**** Record extracts
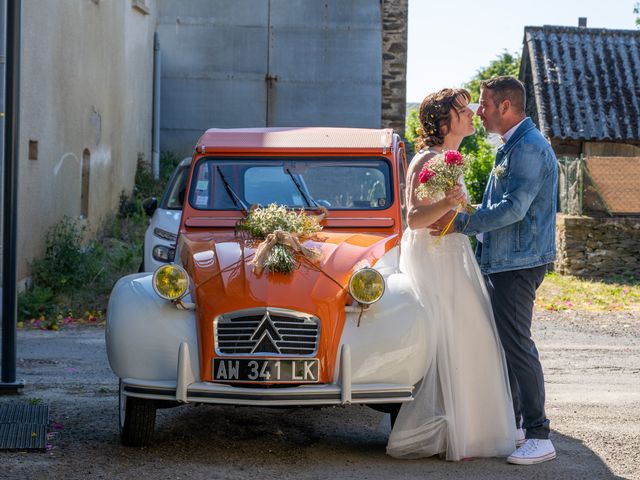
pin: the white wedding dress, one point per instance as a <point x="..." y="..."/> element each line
********
**** Record extracts
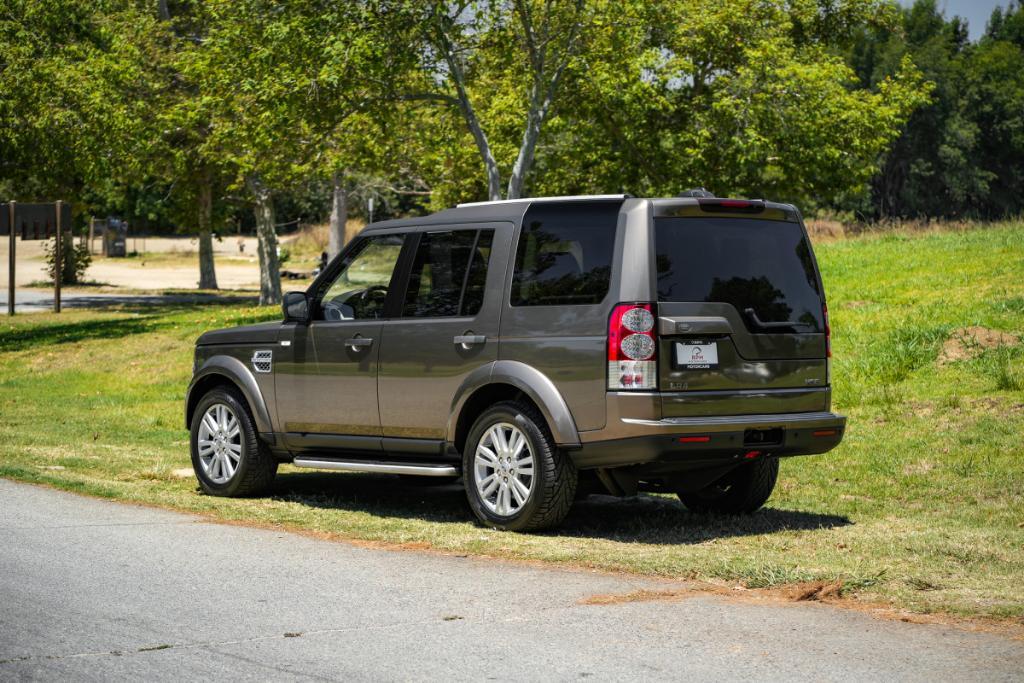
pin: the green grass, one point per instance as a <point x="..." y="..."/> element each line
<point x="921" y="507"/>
********
**** Record extracts
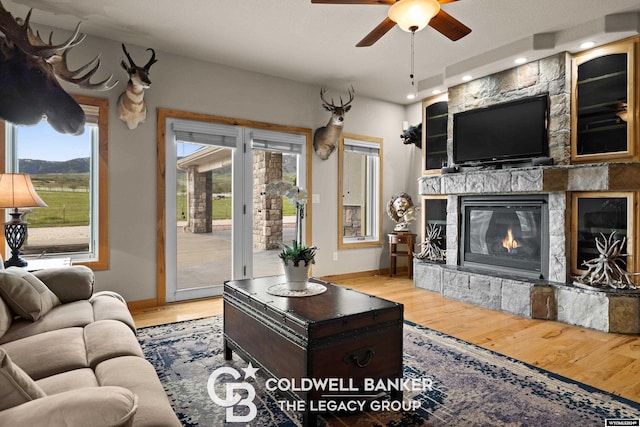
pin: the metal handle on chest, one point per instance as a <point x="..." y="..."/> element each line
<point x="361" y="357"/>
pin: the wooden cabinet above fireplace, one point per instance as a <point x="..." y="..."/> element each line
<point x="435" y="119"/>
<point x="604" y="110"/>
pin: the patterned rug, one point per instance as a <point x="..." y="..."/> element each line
********
» **Task goal**
Start with the line above that contains "pin: the metal" and end with the line that contains "pin: the patterned". Write out those lines exactly, and only those.

» **Answer to the exercise**
pin: the metal handle on chest, one point per instance as a <point x="..." y="..."/> element each line
<point x="361" y="357"/>
pin: the wooden cabinet above fireplace, one point per instance as a <point x="..." y="..."/> element each line
<point x="435" y="119"/>
<point x="604" y="110"/>
pin: the patterned rug, one point per instance as a <point x="..." y="..."/> element each line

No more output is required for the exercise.